What is asked:
Scale the material from the line with "Objective: a point on each instance of the white mercedes" through the end of the material, both included. Repeat only those lines, requests too, with each x and y coordinate in the answers multiplied by 0.45 and rounded to the nearest whole number, halves up.
------------------------------------------------------------
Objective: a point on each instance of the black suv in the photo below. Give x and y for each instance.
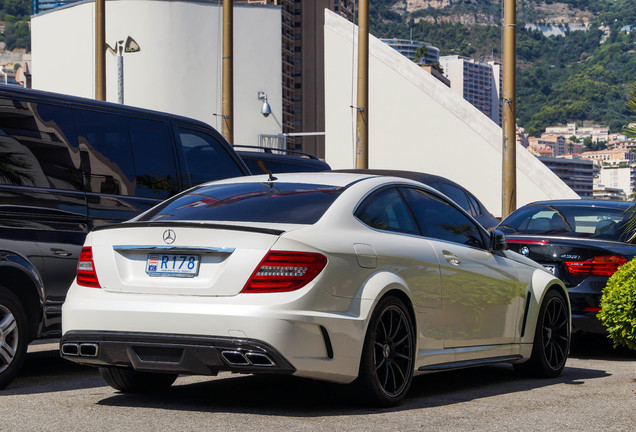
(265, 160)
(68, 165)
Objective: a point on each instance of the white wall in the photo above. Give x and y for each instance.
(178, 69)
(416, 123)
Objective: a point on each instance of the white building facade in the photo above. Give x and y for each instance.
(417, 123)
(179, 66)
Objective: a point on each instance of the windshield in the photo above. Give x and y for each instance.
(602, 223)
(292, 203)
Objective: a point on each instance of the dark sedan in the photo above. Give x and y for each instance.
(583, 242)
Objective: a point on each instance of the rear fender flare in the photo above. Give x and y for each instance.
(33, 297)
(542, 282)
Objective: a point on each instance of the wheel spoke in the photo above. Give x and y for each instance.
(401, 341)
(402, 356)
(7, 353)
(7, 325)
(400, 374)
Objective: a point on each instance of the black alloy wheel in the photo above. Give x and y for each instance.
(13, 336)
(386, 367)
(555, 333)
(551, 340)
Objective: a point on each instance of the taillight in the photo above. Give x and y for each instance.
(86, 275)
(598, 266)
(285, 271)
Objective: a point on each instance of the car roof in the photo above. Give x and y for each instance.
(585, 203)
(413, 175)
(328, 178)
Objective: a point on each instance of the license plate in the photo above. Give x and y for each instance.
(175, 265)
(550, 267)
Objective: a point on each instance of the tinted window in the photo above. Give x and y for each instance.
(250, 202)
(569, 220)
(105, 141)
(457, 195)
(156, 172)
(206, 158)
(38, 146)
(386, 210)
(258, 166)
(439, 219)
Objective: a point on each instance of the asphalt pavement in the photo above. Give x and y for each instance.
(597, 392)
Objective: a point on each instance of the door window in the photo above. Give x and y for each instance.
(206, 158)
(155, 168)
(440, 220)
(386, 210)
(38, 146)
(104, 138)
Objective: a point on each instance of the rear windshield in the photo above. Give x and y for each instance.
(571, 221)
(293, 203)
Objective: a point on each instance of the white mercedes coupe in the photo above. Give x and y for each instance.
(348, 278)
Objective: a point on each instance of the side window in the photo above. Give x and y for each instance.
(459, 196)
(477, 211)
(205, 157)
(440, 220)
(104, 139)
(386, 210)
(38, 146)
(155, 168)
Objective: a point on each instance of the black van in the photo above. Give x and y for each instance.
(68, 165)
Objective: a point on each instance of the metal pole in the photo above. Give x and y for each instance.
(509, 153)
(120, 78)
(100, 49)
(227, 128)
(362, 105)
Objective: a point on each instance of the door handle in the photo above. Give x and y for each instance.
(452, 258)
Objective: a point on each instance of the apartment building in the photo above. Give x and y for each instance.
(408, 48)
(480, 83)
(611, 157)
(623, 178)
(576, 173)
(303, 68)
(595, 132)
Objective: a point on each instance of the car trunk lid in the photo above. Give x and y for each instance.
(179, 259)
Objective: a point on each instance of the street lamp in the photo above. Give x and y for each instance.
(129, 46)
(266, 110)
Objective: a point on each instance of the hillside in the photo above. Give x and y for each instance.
------------------------------------------------------------
Result:
Objective: a point on each instance of the white mercedes coupe in the photo above. Give x and y for each instance.
(157, 125)
Objective: a point on each instance of the side window in the photo above. Give x and y for each instance.
(207, 88)
(215, 95)
(92, 71)
(198, 99)
(47, 63)
(174, 95)
(17, 66)
(70, 76)
Objective: a point on each instance of the black van in the photo above. Give x and y for each instance.
(31, 74)
Objective: a point on each instance of the metal pole in the photo above. Give x and y for each instance.
(229, 69)
(54, 35)
(45, 22)
(102, 58)
(163, 47)
Objective: a point on each instance of the door handle in the photo above. Give x and y for each instance.
(203, 116)
Objective: a point on each instance of the apartment building in the photo above. Give x and y for each instance.
(184, 22)
(216, 37)
(275, 71)
(280, 80)
(259, 78)
(136, 31)
(268, 59)
Objective: a point on each instance of the car trunk lid in the photo above. Give x and y for each instance.
(81, 117)
Objective: a point on each instance of the street lamp in the photo above. Give x and y for each instance.
(58, 21)
(120, 50)
Objective: a point on each instance of the hillside in the photo above. Give x and y for each instance.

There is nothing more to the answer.